* Exercise: Output the records. Match them exactly.

(Stored entries)
◇ ◇ ◇ ◇ ◇ ◇ ◇

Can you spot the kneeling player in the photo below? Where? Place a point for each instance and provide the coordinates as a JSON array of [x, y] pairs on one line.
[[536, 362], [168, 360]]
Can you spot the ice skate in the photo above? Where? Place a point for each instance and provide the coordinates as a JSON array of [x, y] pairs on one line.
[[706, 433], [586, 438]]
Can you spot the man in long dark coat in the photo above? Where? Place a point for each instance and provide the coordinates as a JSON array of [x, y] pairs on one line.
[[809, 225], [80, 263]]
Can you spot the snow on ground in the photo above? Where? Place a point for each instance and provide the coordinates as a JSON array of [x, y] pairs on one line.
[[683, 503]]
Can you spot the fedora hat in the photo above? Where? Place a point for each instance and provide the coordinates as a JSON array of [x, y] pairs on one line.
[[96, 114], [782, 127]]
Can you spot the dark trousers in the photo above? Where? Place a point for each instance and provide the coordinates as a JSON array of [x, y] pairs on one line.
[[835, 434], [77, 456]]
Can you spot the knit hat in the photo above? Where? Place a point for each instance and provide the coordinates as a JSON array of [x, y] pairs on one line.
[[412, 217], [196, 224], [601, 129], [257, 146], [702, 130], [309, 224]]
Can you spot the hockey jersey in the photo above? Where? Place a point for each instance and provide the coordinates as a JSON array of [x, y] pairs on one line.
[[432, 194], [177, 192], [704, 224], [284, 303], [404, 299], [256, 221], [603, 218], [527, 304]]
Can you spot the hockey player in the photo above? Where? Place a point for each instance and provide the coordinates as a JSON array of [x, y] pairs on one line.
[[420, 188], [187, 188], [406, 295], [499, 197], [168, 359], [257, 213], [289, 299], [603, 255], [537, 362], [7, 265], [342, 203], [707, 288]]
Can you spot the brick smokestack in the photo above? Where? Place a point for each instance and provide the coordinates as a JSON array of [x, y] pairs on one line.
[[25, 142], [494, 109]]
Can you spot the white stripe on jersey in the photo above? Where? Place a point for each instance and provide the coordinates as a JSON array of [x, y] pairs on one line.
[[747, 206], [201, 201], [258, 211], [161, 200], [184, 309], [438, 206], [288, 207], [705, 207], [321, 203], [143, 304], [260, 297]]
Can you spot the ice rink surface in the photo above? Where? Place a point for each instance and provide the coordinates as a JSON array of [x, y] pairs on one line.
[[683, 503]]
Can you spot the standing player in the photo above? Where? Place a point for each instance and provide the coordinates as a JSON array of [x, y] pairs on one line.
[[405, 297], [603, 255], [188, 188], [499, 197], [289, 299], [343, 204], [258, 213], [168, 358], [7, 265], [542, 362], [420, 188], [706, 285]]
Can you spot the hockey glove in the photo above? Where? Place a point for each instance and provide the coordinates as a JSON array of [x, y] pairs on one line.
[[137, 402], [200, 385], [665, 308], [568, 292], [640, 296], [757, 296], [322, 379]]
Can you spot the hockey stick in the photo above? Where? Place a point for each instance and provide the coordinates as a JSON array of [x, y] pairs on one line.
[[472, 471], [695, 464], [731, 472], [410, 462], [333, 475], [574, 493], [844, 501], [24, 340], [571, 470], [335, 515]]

◇ ◇ ◇ ◇ ◇ ◇ ◇

* Expected answer:
Can you spot the kneeling player in the photo below? Where? Place a point for each instance and provide the coordinates as a JSON array of [x, y] pairs on one line.
[[536, 362], [168, 360]]
Can you spot the ice skate in the photo above? Where? Place a point for each instance and provide the coordinates as a JSON array of [x, y] pairs on one line.
[[706, 433], [586, 438]]
Can you spot the man in long dark coat in the photo above? Where? Place a point for each instance and provide the coordinates as a JSON array of [x, y] pairs on one line.
[[809, 225], [80, 263]]
Can you spot the snow on ground in the photo above? Where? Place a point for each instance and provide the coordinates as a JSON array of [x, y] pairs on one line.
[[683, 503]]
Can you spot the fedora hat in the photo above? Where? Place a point for each instance and provide the coordinates as a JSON array of [x, y] pairs on one line.
[[96, 114], [782, 127]]
Can you spot the dark trousers in the photo above? Where? Place a point for each instance and provide the coordinates as a JSON array of [x, y] pairs on one line.
[[835, 434], [77, 456]]
Can you spot the knit hat in the photo above? Where? Place a point for each instance and provide the coordinates as a JSON array of [x, y] pairs on one line.
[[412, 217], [196, 224], [601, 129], [257, 146], [702, 130], [309, 224]]
Can you spot the hockey jersey in the photo above? Where? Place a point for each instance and provide the coordinates as a JSON array of [x, y] pairs on one line.
[[432, 194], [177, 192], [704, 224], [284, 303], [404, 299], [256, 221], [603, 218], [527, 304]]
Can you spot the hockey player in the photo above? Where? Place a point for each instance and provide the coordinates as a JSON array of [x, y] pairs on one line.
[[420, 188], [187, 188], [406, 295], [499, 197], [168, 359], [257, 213], [289, 299], [603, 255], [537, 362], [7, 265], [342, 203], [707, 288]]
Can you spot the brick smokestack in the photo above? Where? Place a point for each instance and provide the coordinates as a JSON array of [x, y] pairs on one line.
[[25, 142], [494, 109]]
Can you spot the white stripe on jersey in the photo above? Where? Place a point for each instance and provide the coordinates as a JSON array of [x, y] pairs on one line.
[[747, 206], [201, 201], [258, 211], [161, 200], [184, 309], [438, 206], [288, 207], [705, 207], [321, 203], [143, 304], [260, 297]]
Can you spot the ice rink surface in the photo above? Where? Place a point for each instance and provide the coordinates as a JSON array of [x, y] pairs on one line.
[[683, 503]]
Can you spot the standing player in the photo above? Where? Place a point for each instance and provide the coordinates as a JSON array of [x, y] pairs on one line.
[[405, 297], [603, 255], [188, 188], [499, 197], [289, 299], [343, 204], [258, 213], [168, 358], [7, 265], [542, 362], [420, 188], [706, 285]]
Can you spot the hockey glove in the photo above? Where? Place a point for each instance and provide the coordinates as a JSON array of [x, y] pairs on one line.
[[137, 402], [200, 385], [665, 308], [568, 292], [640, 296], [757, 296], [322, 379]]
Can you spot the hockey stick in the photo above? Where? Place a point for each instance and provide the coordinates as a JSON array of [x, y] pairs on one line.
[[472, 471], [695, 464], [731, 472], [410, 462], [333, 475], [574, 493], [844, 501], [24, 340], [571, 470], [335, 515]]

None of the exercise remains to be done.